* Extracted text *

Mulugeta v. Misailidis

Decision Date13 June 2017
Docket NumberNo. 16-0494,16-0494
Citation801 S.E.2d 282
CourtWest Virginia Supreme Court
Parties Yeshiareg MULUGETA, Respondent Below, Petitioner v. Dimitri MISAILIDIS, Petitioner Below, Respondent

Gregory A. Bailey, Esq., Arnold & Bailey, PLLC, Charles Town, West Virginia, Counsel for Petitioner

Cinda L. Scales, Esq., Scales Law Office, Martinsburg, West Virginia, Counsel for Respondent

WORKMAN, Justice:

This divorce action is before the Court upon the appeal of Petitioner Yeshiareg Mulugeta (hereinafter "Wife") from the April 15, 2016, order of the Circuit Court of Berkeley County, West Virginia, which affirmed the final order of the family court. On appeal, Wife contends the court abused its discretion with regard to the permanent spousal support award of $4,000.00 per month. She claims this figure was "grossly inadequate considering the enormous disparity in income" between the parties. Wife also disputes the court's equitable distribution findings, specifically, classification of certain retirement accounts of Respondent Dr. Dimitri Misailidis (hereinafter "Husband") as pre-marital, and classification of certain expenditures he made as marital expenses.

* What to work on *
Return the part of the court opinion that starts at the words "Cinda L. Scales, Esq., Scales" and stops after "as marital expenses.", copied word for word.

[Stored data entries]
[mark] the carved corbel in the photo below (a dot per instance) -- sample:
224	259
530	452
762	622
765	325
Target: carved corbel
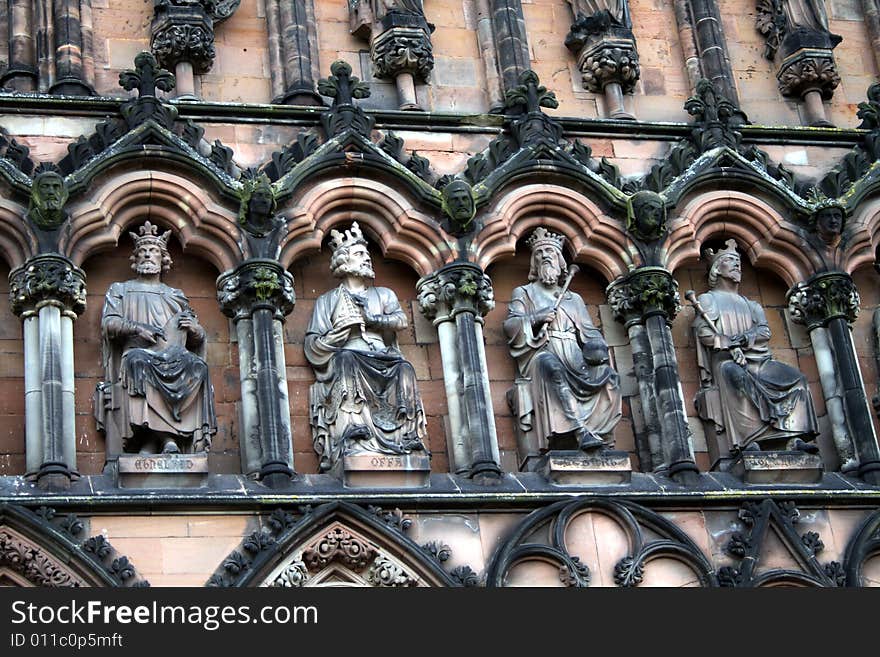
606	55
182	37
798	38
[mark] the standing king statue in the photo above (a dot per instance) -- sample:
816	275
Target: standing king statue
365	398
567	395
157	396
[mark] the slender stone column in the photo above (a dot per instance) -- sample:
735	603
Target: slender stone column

* Output for this task *
Cinda L. Scales, Esq., Scales Law Office, Martinsburg, West Virginia, Counsel for Respondent

WORKMAN, Justice:

This divorce action is before the Court upon the appeal of Petitioner Yeshiareg Mulugeta (hereinafter "Wife") from the April 15, 2016, order of the Circuit Court of Berkeley County, West Virginia, which affirmed the final order of the family court. On appeal, Wife contends the court abused its discretion with regard to the permanent spousal support award of $4,000.00 per month. She claims this figure was "grossly inadequate considering the enormous disparity in income" between the parties. Wife also disputes the court's equitable distribution findings, specifically, classification of certain retirement accounts of Respondent Dr. Dimitri Misailidis (hereinafter "Husband") as pre-marital, and classification of certain expenditures he made as marital expenses.